## [Work to be completed]
Reproduce the material exactly, omitting nothing.

Stored items from a collection:
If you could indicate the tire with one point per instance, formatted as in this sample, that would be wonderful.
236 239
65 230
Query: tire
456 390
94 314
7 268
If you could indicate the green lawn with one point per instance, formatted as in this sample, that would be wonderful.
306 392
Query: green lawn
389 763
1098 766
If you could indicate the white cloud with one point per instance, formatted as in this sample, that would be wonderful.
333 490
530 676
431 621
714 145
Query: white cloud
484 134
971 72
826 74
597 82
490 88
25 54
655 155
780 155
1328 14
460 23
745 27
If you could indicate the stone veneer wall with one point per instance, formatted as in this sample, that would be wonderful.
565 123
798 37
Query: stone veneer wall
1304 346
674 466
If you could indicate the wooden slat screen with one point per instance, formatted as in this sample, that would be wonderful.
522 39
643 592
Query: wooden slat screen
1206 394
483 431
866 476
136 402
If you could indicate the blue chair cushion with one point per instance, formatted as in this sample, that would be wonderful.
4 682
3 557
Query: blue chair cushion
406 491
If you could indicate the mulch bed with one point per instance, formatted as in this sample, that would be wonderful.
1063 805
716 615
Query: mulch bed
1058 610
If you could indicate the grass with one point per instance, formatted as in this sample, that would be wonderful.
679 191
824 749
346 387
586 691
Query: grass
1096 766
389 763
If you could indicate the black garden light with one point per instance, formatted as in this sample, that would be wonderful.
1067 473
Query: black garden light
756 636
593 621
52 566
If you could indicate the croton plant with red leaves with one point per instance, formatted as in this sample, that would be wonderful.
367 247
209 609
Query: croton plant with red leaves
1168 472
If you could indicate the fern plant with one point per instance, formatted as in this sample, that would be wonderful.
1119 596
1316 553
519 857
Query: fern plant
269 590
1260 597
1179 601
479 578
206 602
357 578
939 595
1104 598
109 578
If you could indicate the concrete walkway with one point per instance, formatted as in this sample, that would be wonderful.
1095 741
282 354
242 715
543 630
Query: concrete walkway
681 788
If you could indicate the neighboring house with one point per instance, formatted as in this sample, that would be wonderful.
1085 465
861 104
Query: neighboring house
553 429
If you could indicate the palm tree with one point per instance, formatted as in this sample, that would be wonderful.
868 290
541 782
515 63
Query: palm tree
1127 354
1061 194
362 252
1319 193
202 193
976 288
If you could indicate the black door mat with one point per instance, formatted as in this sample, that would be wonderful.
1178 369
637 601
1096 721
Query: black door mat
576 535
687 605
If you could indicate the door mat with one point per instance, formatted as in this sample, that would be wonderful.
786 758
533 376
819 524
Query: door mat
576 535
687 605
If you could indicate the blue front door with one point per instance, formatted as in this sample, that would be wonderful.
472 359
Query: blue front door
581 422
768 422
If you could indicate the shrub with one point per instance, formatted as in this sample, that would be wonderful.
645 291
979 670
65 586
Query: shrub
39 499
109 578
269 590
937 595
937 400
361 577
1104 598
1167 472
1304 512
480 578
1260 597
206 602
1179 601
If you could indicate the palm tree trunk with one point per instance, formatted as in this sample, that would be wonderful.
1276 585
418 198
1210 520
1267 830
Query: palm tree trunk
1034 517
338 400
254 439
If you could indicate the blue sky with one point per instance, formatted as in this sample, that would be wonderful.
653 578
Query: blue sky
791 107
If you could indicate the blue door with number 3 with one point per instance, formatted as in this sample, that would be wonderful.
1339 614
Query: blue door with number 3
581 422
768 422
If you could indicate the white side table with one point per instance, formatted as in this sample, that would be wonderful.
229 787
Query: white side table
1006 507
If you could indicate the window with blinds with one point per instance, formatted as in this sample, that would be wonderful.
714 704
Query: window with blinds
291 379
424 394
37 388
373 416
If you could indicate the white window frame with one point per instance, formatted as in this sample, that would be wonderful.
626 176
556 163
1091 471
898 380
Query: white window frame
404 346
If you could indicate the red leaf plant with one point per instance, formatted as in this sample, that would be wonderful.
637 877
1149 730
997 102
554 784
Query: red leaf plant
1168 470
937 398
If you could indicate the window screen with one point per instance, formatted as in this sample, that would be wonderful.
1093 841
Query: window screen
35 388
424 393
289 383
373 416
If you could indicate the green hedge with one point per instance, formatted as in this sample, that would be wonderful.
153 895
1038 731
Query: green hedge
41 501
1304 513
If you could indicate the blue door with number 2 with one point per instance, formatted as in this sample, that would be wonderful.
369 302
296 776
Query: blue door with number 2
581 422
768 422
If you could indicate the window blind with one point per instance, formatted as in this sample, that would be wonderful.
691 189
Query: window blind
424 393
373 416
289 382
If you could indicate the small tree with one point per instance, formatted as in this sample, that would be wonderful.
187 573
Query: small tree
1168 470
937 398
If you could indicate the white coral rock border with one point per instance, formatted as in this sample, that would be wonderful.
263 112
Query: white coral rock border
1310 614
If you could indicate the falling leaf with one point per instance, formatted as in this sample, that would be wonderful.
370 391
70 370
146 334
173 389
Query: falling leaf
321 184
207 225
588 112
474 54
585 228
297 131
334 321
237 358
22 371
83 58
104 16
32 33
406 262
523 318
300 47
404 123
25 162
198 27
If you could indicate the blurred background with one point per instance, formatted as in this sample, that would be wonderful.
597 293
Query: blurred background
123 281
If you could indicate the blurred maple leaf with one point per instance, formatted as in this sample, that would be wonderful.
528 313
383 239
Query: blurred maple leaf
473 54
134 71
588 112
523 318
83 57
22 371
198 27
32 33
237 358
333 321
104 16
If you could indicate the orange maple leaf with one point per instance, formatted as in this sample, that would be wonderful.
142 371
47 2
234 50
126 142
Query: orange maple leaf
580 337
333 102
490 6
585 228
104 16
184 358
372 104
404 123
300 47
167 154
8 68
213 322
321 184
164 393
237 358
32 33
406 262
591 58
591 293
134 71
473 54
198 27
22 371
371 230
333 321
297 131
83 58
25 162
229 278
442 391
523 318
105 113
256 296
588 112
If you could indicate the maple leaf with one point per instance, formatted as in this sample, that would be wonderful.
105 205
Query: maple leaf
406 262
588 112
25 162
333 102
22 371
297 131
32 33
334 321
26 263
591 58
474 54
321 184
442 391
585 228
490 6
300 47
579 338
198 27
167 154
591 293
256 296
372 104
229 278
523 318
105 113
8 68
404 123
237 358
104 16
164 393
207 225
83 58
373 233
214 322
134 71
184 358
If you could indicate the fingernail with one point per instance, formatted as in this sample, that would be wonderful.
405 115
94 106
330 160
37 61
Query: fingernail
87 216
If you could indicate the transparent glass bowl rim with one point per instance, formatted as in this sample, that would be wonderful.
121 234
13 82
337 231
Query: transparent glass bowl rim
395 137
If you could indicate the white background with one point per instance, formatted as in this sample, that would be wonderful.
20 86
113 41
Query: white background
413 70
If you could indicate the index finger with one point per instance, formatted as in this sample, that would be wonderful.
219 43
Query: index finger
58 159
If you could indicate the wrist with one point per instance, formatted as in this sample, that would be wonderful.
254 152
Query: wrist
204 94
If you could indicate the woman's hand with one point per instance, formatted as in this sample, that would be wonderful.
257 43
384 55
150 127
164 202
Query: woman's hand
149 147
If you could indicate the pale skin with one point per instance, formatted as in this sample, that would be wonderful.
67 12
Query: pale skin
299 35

## [Completed exercise]
If you could indicate the tire with one point per instance, formatted as in this sample, that would be wonderful.
236 239
65 230
Query: tire
456 390
94 314
7 268
If you could indicate the green lawn with one point per instance, formatted as in this sample, that would be wonderful.
306 392
Query: green lawn
389 763
1098 766
If you could indicate the white cloud with one point per instance, formatted as in this sample, that would be wonderful.
333 490
530 676
431 621
714 145
Query: white cloud
484 134
971 72
826 74
597 82
490 88
25 54
655 155
780 155
1328 14
460 23
745 27
If you could indicate the stone veneer wall with one point per instance, formatted as in this sample, that would be wonderful.
565 123
798 37
Query: stone veneer wall
1304 346
674 466
If you could indicate the wooden slat screen with one point per instance, formatted as in this sample, that would be wonderful.
522 39
643 592
Query: wooden slat screen
1206 394
483 431
866 476
136 402
If you could indicate the blue chair cushion with one point per instance, formatted as in this sample, that would be wonderful.
4 682
3 557
Query: blue chair cushion
406 491
If you could indicate the mulch bed with one point per instance, formatted as in this sample, that would be wonderful.
1063 805
716 615
Query: mulch bed
1058 610
If you could indicate the grass with one point per instance, formatted as in this sample, that would be wonderful.
679 191
824 749
346 387
586 691
Query: grass
1096 766
389 763
If you could indicate the black garden light with one point per instance, formatted as in this sample, that would be wonderful.
1067 473
Query: black garden light
756 636
593 621
52 566
If you could indicate the croton plant with red leaves with one point per instance, formatted as in this sample, that would be wonderful.
367 247
209 609
Query: croton plant with red leaves
1168 472
If you could indicate the fern plant with one point per instance, formatted as in this sample, that would be wonderful.
1119 596
1316 553
519 857
Query: fern plant
269 590
1260 597
1179 601
479 578
206 602
357 578
939 595
1104 598
109 578
If you could indicate the concrete walkway with one point per instance, formatted as in this sample, that would be wonderful.
1095 741
282 354
242 715
543 630
Query: concrete walkway
681 788
If you could indicate the neighboring house with one point per instance, formatted as in this sample, that would be wonderful.
1085 465
861 104
Query: neighboring house
553 429
If you could indicate the palm tree with one point per instance, formatted as in this sample, that would be wonderful.
868 290
541 782
515 63
Query: palm tree
1127 354
1061 194
362 252
1319 193
202 193
976 288
If you could indicate the black door mat with one point per instance, formatted as in this sample, that would be wonderful.
1178 369
637 601
1096 721
Query: black door mat
576 535
687 605
If you could indicate the door mat with one point per instance, formatted as in this sample, that would be wonderful.
786 758
533 376
819 524
Query: door mat
576 535
687 605
If you could indicate the blue front door with one point per instance, formatted as in this sample, that would be wonderful.
472 359
Query: blue front door
581 422
768 422
If you could indicate the shrub with one point per instance, formatted as in this sample, that would be wonderful.
645 291
979 670
65 586
Query: shrub
39 499
109 578
269 590
937 595
937 400
361 577
1104 598
1167 472
1304 512
480 578
1260 597
206 602
1179 601
If you could indicate the palm tree trunk with one point per instance, formatted as in this sample, that would be wonderful.
1276 585
418 198
1210 520
1267 830
Query: palm tree trunk
1034 517
338 400
254 439
If you could indicate the blue sky with one point per instance, formatted as in this sample, that would be wonderful.
653 578
Query: blue sky
791 107
If you could indicate the blue door with number 3 with one point per instance, formatted as in this sample, that would be wonderful.
1339 614
Query: blue door with number 3
581 422
768 422
If you could indicate the white side table with one point per instance, formatted as in this sample, that would be wonderful.
229 787
Query: white side table
1006 507
If you could indicate the window with blinds with one point per instance, formatted as in this sample, that would be wonderful.
714 704
Query: window with blinds
291 379
424 394
37 388
373 416
If you could indicate the white window frame with one point per instance, formatted as in this sample, that would be wonderful.
626 176
556 163
1091 471
898 380
Query: white window frame
404 346
If you could indicate the red leaf plant with one point per instance, formatted as in this sample, that would be wonderful.
637 877
1149 730
997 102
554 784
Query: red leaf plant
1168 470
937 398
If you could indicate the window screen with one point per instance, formatted as in this sample, that would be wonderful.
1093 841
Query: window screen
35 388
424 393
289 383
373 416
If you could indicate the green hedge with one point per instance, formatted as in this sample, that would be wonderful.
153 895
1038 731
Query: green hedge
41 501
1304 513
If you could indicate the blue door with number 2 with one point per instance, formatted as in this sample, that would be wonderful.
369 302
296 776
Query: blue door with number 2
581 422
768 422
If you could indicate the window blind with one point per instance, formatted as in this sample, that would be wonderful.
691 189
Query: window blind
424 393
373 416
289 382
If you could indicate the small tree with one point per instance, formatted as in this sample, that would be wonderful.
187 573
Query: small tree
1168 470
937 398
If you could indicate the white coral rock border with one point per instance, formatted as in this sample, that would be wonderful.
263 112
Query: white coral rock border
1310 614
If you could indicate the falling leaf with one point per instance, formatted as in this sample, that would be wonderful.
370 391
70 370
146 334
173 389
Query: falling leaf
321 184
207 225
588 112
474 54
585 228
297 131
334 321
237 358
22 371
83 58
104 16
32 33
406 262
523 318
300 47
404 123
25 162
198 27
If you could indicate the blurred background with one point per instance, formatted as in this sample, that would be wonderful.
597 293
Query: blurred background
123 281
If you could indicate the blurred maple leaf with one point per instance, formatted as in this sample, that would be wonderful.
528 313
383 239
Query: blurred maple leaf
473 54
134 71
588 112
523 318
83 57
22 371
198 27
32 33
237 358
333 321
104 16
If you could indicate the orange maple leaf with one point per instance, formatted as in this sample, that would be wonderful.
142 371
47 2
234 50
126 142
Query: orange maple leaf
580 337
333 102
490 6
585 228
104 16
184 358
372 104
404 123
300 47
167 154
8 68
213 322
321 184
164 393
237 358
32 33
406 262
591 58
591 293
134 71
473 54
198 27
22 371
371 230
333 321
297 131
83 58
25 162
229 278
442 391
523 318
105 113
256 296
588 112
If you could indicate the maple leaf with one point per instance, formatted as in this sample, that would be wonderful.
105 205
Query: maple leaf
406 262
588 112
25 162
333 102
22 371
297 131
32 33
334 321
26 263
591 58
474 54
321 184
442 391
585 228
490 6
300 47
579 338
198 27
167 154
591 293
256 296
372 104
229 278
523 318
105 113
8 68
404 123
237 358
104 16
164 393
207 225
83 58
373 233
214 322
134 71
184 358
If you could indicate the fingernail with one point per instance, formatted as in this sample, that would be wonderful.
405 115
94 106
330 160
37 61
Query: fingernail
87 216
If you could indicate the transparent glass bowl rim with one point per instance, formatted as in this sample, that would be wonderful.
121 234
13 82
337 231
Query: transparent glass bowl rim
395 137
If you could indicate the white background with one point per instance, formatted as in this sample, that would be wonderful.
20 86
113 41
Query: white background
413 70
If you could indicate the index finger with one point per instance, formatted as in this sample, that would be wonderful.
219 43
Query: index finger
58 159
If you could indicate the wrist with one point per instance, formatted as in this sample, that would be wonderful.
254 152
Query: wrist
204 94
If you could indicate the woman's hand with one point per instance, formatted as in this sample, that would be wonderful.
257 43
384 55
150 127
164 202
Query: woman's hand
149 147
If you could indicate the pale skin with one point per instance, formatted as in this sample, that would be wonderful.
67 12
Query: pale skin
299 35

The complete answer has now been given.